- Task description -
Print verbatim the lines of the entries from the one containing "Could you point out the light pink" to the last, inclusive, and no others.
=-=-=
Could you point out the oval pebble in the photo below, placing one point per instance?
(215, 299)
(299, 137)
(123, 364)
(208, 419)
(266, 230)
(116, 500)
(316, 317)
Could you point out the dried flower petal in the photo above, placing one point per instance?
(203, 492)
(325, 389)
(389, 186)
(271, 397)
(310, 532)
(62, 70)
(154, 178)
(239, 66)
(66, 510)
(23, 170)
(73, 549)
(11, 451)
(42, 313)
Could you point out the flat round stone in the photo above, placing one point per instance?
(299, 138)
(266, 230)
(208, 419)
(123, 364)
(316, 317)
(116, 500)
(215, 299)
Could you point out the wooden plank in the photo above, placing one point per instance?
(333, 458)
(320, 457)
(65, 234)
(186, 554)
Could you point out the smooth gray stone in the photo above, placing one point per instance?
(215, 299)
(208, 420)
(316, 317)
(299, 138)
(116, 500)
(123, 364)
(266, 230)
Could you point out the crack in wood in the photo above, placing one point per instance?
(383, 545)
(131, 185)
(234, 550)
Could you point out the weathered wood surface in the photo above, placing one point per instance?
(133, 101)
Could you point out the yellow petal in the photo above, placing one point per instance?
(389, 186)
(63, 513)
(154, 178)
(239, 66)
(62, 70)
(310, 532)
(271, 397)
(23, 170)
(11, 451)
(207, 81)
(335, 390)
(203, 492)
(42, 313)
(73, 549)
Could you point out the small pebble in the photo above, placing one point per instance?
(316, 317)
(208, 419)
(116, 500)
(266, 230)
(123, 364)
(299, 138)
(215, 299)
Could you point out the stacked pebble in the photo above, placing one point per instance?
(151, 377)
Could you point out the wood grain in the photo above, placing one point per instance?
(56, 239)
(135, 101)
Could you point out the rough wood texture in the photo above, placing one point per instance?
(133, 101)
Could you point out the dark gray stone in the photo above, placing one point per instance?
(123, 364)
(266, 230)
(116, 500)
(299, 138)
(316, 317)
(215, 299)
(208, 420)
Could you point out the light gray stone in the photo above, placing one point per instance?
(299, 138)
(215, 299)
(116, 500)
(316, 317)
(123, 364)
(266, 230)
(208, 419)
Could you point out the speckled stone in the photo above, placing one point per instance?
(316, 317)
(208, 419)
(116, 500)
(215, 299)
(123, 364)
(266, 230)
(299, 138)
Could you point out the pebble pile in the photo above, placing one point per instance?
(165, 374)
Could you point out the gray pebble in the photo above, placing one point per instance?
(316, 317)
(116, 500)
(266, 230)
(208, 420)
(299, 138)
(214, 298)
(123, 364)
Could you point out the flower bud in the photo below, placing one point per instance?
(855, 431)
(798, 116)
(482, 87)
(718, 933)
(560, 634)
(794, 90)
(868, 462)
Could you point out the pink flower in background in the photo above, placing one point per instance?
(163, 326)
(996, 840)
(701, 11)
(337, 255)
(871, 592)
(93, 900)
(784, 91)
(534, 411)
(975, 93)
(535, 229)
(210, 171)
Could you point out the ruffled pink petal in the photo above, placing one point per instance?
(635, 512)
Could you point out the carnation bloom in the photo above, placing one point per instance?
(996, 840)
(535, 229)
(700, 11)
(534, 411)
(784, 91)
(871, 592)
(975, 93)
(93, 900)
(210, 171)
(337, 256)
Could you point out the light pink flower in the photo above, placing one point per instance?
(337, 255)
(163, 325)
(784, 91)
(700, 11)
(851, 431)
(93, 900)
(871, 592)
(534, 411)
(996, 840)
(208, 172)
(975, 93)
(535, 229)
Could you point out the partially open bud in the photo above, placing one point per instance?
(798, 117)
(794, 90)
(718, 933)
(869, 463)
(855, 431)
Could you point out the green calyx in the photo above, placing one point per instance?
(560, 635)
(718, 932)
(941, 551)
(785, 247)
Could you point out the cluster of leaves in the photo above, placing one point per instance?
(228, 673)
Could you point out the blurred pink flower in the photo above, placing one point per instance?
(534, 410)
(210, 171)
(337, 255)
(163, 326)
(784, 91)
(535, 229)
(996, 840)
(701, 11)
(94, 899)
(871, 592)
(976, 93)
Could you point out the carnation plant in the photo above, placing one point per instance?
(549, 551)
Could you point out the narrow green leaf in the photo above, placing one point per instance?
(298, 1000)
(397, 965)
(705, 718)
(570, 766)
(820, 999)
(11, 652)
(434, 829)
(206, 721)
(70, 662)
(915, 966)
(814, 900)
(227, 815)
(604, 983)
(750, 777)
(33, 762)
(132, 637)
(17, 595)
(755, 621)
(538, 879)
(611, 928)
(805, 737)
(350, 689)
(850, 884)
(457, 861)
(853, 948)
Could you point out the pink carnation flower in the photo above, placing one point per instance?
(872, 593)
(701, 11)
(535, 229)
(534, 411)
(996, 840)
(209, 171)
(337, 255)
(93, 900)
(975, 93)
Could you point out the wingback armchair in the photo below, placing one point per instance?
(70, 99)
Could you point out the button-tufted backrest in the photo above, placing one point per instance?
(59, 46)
=-=-=
- Final answer -
Could you point out the light pink flower in the photo above, placing one point per instance?
(337, 255)
(163, 325)
(784, 91)
(700, 11)
(851, 431)
(93, 900)
(871, 592)
(534, 411)
(996, 840)
(208, 172)
(975, 93)
(535, 229)
Could you point out the partially open bud in the photo above, placing one point per instance?
(798, 117)
(794, 90)
(718, 933)
(869, 463)
(855, 431)
Could you point out the green calyx in the photo above, placing one point per instance?
(560, 635)
(718, 932)
(941, 551)
(785, 247)
Could you point out the cluster of leaves in the photo above, placing one point per instance?
(228, 673)
Could you point out the blurred pink flower in the photo above, placing one point per instance?
(534, 410)
(210, 171)
(337, 255)
(163, 326)
(784, 91)
(535, 229)
(996, 840)
(701, 11)
(94, 899)
(871, 592)
(976, 93)
Could you point out the carnation plant in the photo above, placing one point per instance?
(549, 551)
Could you point out the narrow green leaf in the photo above, placing one point per instance?
(298, 1000)
(397, 965)
(705, 718)
(570, 766)
(820, 999)
(11, 652)
(434, 829)
(206, 721)
(70, 662)
(915, 966)
(814, 900)
(227, 815)
(604, 983)
(750, 777)
(33, 762)
(132, 637)
(17, 595)
(755, 621)
(538, 879)
(611, 928)
(805, 737)
(350, 689)
(850, 884)
(457, 861)
(853, 948)
Could you point out the pink carnation flower in the photo above, placing one point per instance?
(872, 593)
(701, 11)
(535, 229)
(534, 411)
(996, 840)
(209, 171)
(337, 255)
(93, 900)
(975, 93)
Could you point out the wingback armchair in the photo below, placing one point per instance?
(70, 99)
Could you point out the button-tufted backrest in the photo above, placing one point per instance?
(59, 46)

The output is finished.